- Fragmento dado -
"""

Como los relatos se mezclaban entre sueños y recuerdos; como después de la muerte de mi abuela, papá asumió el rol de explicador de las cosas misteriosas; como las cosas indudables de la vida las conocí por él; como mi padre era un padre y yo un hijo, le creí todo.

Luego crecí y nos distanciamos, me mudé de ciudad, quizá escapando de él, y la conversación quedó en el aire.

Cuando supe que los cuentos que mi papá me contaba no eran de él, sino de Borges, algo me pasó en el interior. Pero ya no estaba desencantado, estaba aliviado. Quizá esa ilusión era la última resistencia que tenía; el último bastión de la credibilidad de mi padre; ahora estaba claro: papá se inventó a sí mismo. A papá hay que creerle poco y con mucha cautela.

En la biblioteca de mi padre había ocultos cuatro libros antiquísimos que él atesoraba más que nada. Era la prosa completa de Jorge Luis Borges. Me parece que hace mucho tiempo que nadie los hojeaba. Desde el momento en que advertí su existencia nunca los vi mudar de lugar. Papá ya no necesitaba leerlos, ya había absorbido lo suficiente para construir su engaño. Para mí, que nada me había importado lo suficiente, los libros no representaban ninguna tentación al inicio; eran una parte de la decoración enfermiza de esa casa, y así permanecieron durante mucho tiempo.

"""

- Datos proporcionados -
"""

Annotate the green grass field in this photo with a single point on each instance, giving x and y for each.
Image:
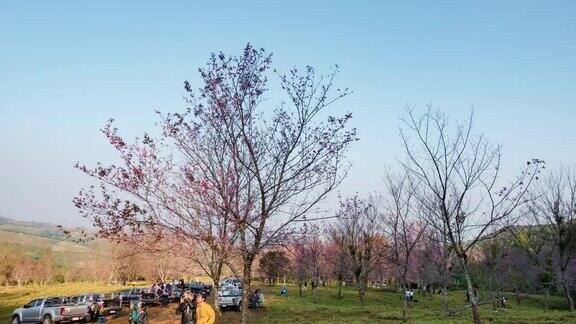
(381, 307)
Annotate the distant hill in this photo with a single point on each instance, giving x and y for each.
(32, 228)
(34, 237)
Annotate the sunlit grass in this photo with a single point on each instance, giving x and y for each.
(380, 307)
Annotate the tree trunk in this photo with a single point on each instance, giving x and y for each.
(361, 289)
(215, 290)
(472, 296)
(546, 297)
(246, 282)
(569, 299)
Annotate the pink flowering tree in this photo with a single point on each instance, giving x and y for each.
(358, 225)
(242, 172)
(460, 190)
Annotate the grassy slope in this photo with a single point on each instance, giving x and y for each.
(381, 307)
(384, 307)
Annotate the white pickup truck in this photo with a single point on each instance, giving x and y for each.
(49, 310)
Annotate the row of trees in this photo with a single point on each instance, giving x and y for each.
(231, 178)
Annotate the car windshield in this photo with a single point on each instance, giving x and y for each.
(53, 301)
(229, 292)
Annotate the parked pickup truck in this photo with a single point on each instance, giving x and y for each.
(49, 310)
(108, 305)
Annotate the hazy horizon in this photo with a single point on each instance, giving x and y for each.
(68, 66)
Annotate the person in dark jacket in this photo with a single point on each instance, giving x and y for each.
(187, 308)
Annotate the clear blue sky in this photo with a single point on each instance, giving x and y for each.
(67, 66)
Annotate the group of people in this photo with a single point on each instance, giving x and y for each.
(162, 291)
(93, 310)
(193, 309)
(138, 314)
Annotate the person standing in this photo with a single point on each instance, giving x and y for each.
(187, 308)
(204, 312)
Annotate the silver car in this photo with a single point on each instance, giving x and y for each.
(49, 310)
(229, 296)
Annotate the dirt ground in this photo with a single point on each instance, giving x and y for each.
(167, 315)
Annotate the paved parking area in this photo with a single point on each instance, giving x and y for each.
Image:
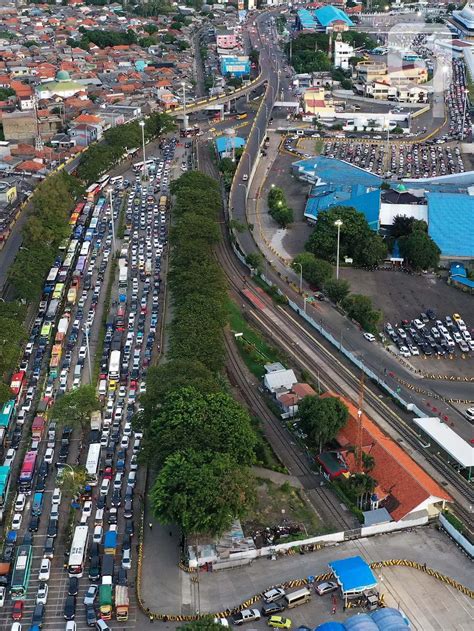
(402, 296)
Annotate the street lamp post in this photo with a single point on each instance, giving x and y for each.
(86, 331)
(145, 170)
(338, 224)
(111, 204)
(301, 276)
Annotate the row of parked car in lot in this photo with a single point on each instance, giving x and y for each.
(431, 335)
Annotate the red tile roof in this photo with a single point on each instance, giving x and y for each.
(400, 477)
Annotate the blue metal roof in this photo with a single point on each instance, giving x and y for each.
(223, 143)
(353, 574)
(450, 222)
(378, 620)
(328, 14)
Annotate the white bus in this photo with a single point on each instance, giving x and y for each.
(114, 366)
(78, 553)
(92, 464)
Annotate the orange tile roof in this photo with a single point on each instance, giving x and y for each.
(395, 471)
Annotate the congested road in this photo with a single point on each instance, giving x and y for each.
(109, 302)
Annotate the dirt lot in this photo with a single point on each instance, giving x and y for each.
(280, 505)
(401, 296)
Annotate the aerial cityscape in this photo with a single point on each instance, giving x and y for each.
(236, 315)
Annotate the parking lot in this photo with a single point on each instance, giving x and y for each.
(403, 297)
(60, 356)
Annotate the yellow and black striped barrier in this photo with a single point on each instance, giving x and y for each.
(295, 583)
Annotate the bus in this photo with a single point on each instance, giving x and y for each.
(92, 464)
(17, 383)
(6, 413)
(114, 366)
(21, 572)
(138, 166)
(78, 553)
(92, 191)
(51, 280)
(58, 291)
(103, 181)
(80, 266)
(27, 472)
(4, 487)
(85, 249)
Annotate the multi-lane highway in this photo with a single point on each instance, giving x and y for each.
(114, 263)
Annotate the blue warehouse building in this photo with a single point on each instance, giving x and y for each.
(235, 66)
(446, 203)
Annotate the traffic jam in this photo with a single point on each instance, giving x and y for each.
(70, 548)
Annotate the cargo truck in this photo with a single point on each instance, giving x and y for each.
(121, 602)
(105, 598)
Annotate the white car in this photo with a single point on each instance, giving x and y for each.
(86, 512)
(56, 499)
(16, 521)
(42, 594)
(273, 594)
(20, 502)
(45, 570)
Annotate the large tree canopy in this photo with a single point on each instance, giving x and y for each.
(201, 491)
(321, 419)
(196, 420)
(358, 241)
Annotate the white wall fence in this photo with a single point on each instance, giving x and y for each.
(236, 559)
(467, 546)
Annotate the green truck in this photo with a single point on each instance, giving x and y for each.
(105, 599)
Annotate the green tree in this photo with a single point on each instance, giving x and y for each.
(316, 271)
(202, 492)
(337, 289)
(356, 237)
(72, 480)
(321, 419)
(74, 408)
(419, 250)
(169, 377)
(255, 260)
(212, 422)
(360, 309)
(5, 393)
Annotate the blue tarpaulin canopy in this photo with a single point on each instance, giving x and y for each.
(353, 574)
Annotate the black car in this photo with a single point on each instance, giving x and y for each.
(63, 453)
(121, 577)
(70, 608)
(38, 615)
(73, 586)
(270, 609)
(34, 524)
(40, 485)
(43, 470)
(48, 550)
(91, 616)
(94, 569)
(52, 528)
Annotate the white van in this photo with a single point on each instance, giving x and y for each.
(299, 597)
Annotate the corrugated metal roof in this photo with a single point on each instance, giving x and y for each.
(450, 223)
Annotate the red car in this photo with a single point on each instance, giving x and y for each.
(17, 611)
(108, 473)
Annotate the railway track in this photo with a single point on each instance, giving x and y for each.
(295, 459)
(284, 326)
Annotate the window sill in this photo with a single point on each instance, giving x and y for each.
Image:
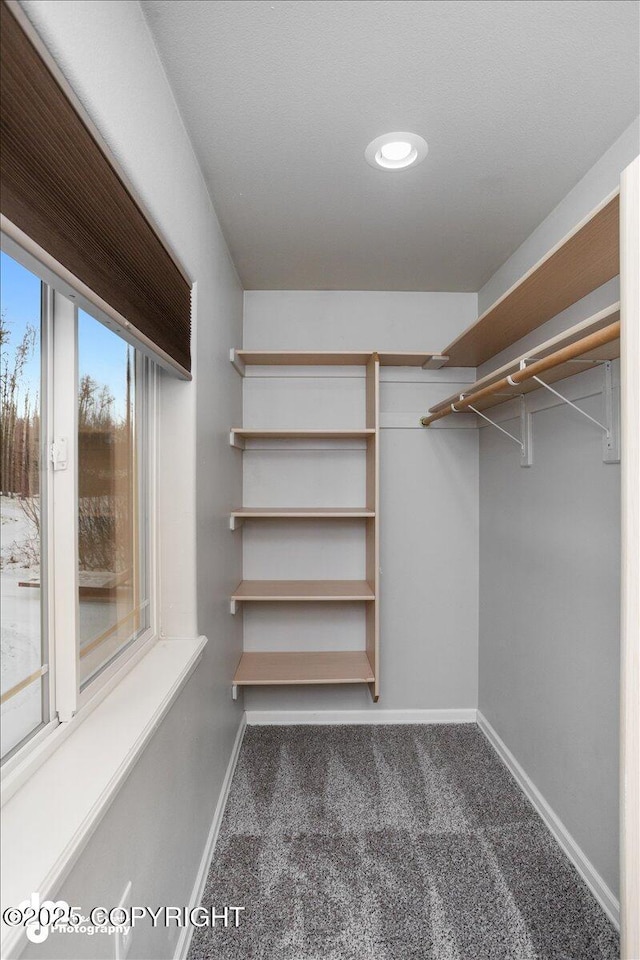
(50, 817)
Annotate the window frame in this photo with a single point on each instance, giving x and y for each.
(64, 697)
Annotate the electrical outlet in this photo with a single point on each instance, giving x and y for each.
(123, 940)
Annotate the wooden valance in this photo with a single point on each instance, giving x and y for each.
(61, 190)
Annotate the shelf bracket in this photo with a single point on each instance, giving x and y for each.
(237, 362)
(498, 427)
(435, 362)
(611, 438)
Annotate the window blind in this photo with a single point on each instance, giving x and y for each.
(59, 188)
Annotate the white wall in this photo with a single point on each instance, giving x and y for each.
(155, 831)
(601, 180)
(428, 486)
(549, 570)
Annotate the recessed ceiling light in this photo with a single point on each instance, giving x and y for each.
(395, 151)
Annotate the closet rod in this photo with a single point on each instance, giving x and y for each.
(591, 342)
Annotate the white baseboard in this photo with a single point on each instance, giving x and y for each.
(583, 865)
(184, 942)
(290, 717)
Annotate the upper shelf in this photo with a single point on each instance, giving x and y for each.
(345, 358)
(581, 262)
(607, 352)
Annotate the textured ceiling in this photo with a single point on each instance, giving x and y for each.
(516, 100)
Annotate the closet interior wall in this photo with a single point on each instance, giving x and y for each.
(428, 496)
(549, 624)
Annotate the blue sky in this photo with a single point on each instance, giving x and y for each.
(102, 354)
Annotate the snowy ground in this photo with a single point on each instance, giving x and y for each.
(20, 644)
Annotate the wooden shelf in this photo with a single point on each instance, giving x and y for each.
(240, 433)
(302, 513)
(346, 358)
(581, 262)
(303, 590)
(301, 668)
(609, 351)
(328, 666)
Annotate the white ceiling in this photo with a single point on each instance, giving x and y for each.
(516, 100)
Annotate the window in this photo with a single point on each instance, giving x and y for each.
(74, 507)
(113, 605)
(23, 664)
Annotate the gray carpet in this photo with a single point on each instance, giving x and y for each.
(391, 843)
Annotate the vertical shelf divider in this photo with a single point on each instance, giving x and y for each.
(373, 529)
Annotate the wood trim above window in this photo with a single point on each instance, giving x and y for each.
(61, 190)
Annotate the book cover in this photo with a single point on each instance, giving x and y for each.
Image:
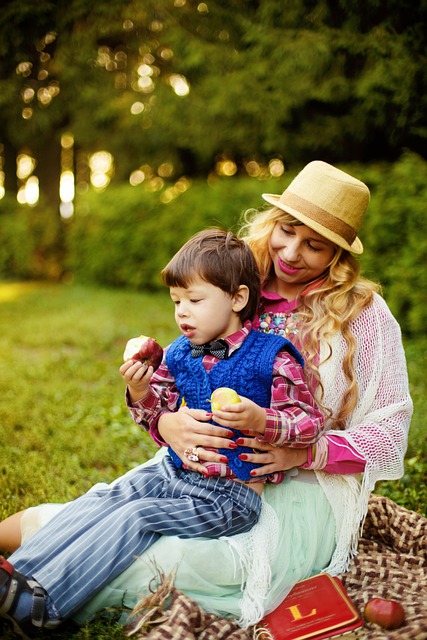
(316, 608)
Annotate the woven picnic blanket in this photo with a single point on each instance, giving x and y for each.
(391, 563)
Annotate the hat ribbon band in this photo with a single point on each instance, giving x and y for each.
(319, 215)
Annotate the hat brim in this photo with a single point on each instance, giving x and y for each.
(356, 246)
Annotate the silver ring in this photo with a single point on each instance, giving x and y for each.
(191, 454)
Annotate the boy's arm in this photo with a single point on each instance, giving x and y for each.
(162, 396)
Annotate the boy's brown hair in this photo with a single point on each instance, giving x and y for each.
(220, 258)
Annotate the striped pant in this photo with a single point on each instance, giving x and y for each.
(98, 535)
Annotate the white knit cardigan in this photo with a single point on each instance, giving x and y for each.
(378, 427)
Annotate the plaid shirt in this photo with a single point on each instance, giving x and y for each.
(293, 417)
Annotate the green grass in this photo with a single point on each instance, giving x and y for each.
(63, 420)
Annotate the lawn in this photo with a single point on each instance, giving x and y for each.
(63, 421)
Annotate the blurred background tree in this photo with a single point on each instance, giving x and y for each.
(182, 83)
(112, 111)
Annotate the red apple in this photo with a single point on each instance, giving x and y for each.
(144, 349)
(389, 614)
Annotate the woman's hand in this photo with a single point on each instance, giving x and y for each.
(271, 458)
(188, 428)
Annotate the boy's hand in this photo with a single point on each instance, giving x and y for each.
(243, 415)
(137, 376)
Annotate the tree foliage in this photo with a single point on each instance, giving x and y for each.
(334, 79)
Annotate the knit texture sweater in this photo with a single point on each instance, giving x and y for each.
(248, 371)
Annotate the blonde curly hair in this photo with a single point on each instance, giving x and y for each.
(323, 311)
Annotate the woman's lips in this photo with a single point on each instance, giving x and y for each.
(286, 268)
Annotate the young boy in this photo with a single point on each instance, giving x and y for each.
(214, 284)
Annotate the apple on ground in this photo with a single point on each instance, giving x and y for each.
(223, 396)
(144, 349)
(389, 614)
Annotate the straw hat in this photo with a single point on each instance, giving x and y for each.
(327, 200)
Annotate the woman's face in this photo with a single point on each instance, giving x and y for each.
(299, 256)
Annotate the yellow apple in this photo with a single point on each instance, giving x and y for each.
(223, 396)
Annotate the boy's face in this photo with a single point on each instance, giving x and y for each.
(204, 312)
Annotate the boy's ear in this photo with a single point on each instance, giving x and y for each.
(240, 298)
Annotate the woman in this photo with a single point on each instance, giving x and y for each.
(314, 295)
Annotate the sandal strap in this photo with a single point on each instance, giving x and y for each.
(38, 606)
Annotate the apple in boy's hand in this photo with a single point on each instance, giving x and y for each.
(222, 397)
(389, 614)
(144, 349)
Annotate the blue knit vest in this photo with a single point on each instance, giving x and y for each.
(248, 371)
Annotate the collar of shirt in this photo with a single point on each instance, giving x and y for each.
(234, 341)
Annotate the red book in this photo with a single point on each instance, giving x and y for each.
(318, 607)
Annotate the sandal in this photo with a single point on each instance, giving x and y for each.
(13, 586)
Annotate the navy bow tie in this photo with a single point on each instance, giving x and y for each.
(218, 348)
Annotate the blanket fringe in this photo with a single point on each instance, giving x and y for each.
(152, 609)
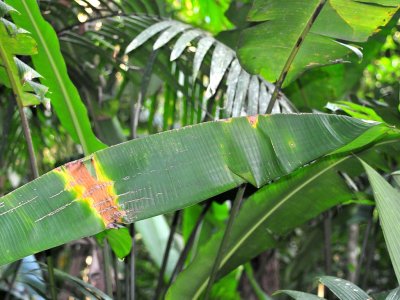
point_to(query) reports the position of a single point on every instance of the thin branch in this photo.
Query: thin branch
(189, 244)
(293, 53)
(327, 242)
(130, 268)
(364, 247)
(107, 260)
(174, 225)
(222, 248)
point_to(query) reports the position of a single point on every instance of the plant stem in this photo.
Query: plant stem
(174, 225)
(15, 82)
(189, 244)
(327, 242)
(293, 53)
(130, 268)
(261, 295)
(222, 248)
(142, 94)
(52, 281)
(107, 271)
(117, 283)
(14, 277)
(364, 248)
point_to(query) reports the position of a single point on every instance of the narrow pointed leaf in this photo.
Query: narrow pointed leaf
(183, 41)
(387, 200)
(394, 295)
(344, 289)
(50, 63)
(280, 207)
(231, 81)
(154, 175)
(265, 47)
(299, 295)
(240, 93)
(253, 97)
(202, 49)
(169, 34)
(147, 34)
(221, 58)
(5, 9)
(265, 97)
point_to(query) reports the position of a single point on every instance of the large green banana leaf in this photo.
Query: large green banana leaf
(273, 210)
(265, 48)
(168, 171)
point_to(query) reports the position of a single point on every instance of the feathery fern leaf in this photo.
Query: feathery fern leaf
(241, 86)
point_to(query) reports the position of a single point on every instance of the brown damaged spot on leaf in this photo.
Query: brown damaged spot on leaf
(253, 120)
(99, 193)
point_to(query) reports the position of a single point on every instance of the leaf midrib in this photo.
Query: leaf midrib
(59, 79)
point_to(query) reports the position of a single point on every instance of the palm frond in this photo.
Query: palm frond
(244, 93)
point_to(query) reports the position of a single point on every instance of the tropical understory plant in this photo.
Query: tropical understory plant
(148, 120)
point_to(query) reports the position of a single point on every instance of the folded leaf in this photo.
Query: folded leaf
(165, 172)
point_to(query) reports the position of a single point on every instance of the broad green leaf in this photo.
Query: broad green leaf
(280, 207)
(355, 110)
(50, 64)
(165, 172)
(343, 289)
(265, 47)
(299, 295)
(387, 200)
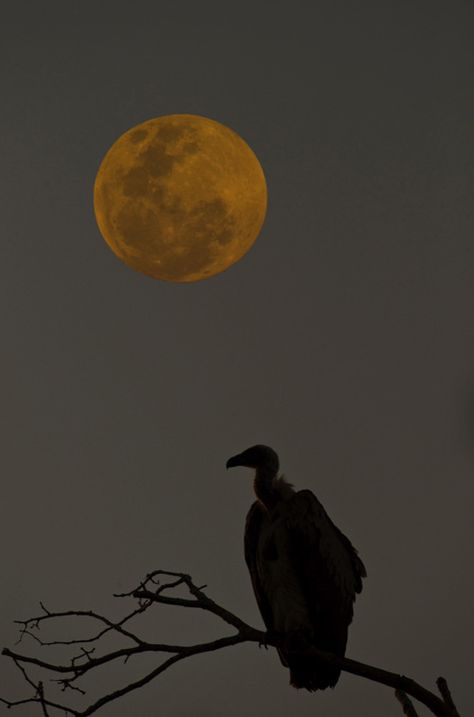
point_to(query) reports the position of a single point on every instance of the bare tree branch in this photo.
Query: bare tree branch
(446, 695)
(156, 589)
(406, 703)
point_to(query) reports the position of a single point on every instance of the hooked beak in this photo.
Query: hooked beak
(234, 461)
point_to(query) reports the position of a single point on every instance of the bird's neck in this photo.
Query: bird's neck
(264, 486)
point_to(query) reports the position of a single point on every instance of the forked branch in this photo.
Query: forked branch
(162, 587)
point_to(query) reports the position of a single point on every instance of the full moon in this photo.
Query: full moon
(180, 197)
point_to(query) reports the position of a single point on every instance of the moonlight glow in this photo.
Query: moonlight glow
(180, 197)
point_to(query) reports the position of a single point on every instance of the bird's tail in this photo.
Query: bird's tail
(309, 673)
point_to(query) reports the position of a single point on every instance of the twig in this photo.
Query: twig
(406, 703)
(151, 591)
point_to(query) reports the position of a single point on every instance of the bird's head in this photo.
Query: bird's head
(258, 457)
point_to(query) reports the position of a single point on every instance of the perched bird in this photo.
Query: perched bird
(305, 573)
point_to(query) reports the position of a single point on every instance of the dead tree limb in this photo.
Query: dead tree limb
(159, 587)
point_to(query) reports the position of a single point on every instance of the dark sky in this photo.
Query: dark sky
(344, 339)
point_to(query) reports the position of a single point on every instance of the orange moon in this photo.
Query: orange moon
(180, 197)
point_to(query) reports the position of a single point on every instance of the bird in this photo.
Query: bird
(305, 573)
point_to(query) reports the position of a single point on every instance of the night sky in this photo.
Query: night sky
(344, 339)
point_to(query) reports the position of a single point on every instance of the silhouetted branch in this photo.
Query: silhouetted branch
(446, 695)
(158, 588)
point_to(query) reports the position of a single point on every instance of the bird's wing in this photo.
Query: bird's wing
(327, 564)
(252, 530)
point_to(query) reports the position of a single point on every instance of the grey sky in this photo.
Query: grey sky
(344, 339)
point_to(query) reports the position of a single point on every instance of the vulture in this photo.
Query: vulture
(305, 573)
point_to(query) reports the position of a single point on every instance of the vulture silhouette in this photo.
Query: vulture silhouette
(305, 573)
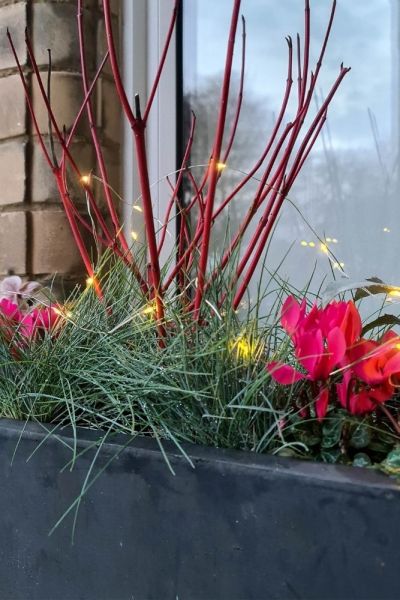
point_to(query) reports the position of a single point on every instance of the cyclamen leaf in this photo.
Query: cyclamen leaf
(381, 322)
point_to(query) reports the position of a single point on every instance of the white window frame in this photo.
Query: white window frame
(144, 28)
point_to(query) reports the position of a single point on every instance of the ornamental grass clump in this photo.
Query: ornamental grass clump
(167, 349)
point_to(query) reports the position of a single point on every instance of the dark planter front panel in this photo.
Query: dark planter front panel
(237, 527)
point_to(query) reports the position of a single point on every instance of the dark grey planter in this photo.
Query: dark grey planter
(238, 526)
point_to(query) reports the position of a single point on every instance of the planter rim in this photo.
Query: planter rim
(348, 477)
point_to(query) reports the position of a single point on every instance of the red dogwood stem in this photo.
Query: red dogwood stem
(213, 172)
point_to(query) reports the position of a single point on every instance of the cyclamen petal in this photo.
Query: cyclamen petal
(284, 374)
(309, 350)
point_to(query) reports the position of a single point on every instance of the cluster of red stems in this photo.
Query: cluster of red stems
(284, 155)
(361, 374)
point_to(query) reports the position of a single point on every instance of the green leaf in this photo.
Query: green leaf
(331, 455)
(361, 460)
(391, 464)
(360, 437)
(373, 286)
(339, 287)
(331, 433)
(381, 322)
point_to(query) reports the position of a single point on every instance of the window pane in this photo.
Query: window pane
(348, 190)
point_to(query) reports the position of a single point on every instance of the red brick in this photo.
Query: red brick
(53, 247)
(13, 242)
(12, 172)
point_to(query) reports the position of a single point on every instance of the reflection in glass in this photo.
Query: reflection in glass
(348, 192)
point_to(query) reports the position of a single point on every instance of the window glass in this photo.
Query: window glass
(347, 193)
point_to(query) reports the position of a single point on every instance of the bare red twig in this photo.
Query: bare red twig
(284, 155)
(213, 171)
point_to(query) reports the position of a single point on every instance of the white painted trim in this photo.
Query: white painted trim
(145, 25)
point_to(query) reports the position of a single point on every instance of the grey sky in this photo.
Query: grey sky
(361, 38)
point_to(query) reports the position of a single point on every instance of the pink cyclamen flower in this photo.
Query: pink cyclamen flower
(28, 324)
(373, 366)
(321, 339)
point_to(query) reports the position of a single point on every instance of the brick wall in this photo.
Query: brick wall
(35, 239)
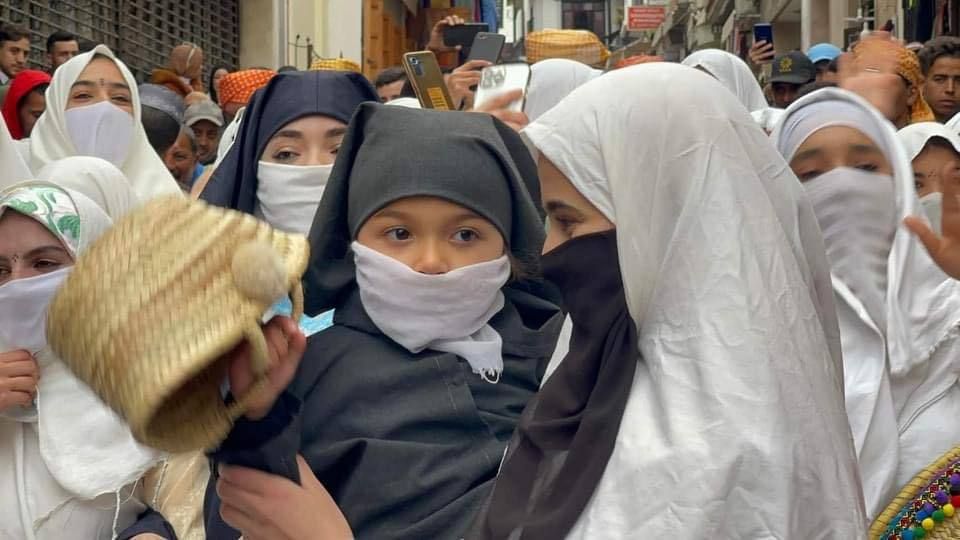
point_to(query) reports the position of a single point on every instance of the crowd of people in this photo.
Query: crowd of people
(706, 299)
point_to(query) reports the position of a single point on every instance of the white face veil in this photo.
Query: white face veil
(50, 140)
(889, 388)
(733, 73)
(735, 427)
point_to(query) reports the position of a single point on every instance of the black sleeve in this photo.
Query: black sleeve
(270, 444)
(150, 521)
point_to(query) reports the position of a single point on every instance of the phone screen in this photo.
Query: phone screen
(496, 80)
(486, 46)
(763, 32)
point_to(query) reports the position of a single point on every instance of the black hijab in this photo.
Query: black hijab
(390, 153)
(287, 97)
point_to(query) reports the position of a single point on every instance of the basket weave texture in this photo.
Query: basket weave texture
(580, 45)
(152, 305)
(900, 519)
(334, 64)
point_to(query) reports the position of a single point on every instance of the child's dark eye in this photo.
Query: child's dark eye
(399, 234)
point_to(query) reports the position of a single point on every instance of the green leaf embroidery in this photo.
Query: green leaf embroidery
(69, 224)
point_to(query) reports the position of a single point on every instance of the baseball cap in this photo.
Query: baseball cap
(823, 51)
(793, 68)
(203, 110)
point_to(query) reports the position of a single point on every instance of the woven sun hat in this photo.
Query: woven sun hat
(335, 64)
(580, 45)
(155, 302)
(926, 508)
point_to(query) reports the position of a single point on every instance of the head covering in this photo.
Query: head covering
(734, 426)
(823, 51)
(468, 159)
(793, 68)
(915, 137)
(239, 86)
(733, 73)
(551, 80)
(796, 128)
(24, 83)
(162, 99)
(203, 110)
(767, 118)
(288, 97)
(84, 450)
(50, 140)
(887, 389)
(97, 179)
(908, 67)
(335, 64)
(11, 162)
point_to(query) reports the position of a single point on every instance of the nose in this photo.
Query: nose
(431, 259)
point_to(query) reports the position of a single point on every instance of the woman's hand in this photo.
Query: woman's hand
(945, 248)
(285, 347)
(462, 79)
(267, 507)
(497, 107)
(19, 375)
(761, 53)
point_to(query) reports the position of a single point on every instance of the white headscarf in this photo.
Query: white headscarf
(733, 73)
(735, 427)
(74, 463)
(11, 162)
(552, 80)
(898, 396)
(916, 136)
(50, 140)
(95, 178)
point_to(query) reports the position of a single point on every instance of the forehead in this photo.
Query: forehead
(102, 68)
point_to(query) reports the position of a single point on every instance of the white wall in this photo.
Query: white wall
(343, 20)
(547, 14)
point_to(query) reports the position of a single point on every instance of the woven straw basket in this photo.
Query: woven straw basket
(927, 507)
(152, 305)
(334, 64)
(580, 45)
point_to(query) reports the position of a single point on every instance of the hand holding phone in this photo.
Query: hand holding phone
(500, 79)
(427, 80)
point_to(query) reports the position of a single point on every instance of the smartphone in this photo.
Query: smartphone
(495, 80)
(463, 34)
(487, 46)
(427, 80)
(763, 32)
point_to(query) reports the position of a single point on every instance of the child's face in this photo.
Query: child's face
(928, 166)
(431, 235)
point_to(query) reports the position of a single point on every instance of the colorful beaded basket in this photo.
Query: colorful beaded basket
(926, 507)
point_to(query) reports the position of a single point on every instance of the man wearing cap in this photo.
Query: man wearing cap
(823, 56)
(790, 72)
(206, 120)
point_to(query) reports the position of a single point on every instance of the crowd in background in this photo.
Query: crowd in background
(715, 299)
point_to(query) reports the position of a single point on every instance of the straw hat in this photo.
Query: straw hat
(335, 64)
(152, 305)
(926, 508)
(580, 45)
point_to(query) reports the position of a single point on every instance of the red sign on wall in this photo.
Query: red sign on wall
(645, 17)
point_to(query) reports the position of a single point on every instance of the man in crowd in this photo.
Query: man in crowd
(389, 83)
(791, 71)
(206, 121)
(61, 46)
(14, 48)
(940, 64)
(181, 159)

"""

- Problemas por resolver -
A. Reproduce sin cambios todo el fragmento desde "Luego crecí y" hasta "con mucha cautela.".
B. Enumera las razones que da la primera oración del fragmento para explicar por qué se le creyó todo al padre.

- Soluciones por tarea -
A.
Luego crecí y nos distanciamos, me mudé de ciudad, quizá escapando de él, y la conversación quedó en el aire.

Cuando supe que los cuentos que mi papá me contaba no eran de él, sino de Borges, algo me pasó en el interior. Pero ya no estaba desencantado, estaba aliviado. Quizá esa ilusión era la última resistencia que tenía; el último bastión de la credibilidad de mi padre; ahora estaba claro: papá se inventó a sí mismo. A papá hay que creerle poco y con mucha cautela.

B.
- Los relatos se mezclaban entre sueños y recuerdos.
- Después de la muerte de la abuela, papá asumió el rol de explicador de las cosas misteriosas.
- Las cosas indudables de la vida las conoció por él.
- Su padre era un padre y él, un hijo.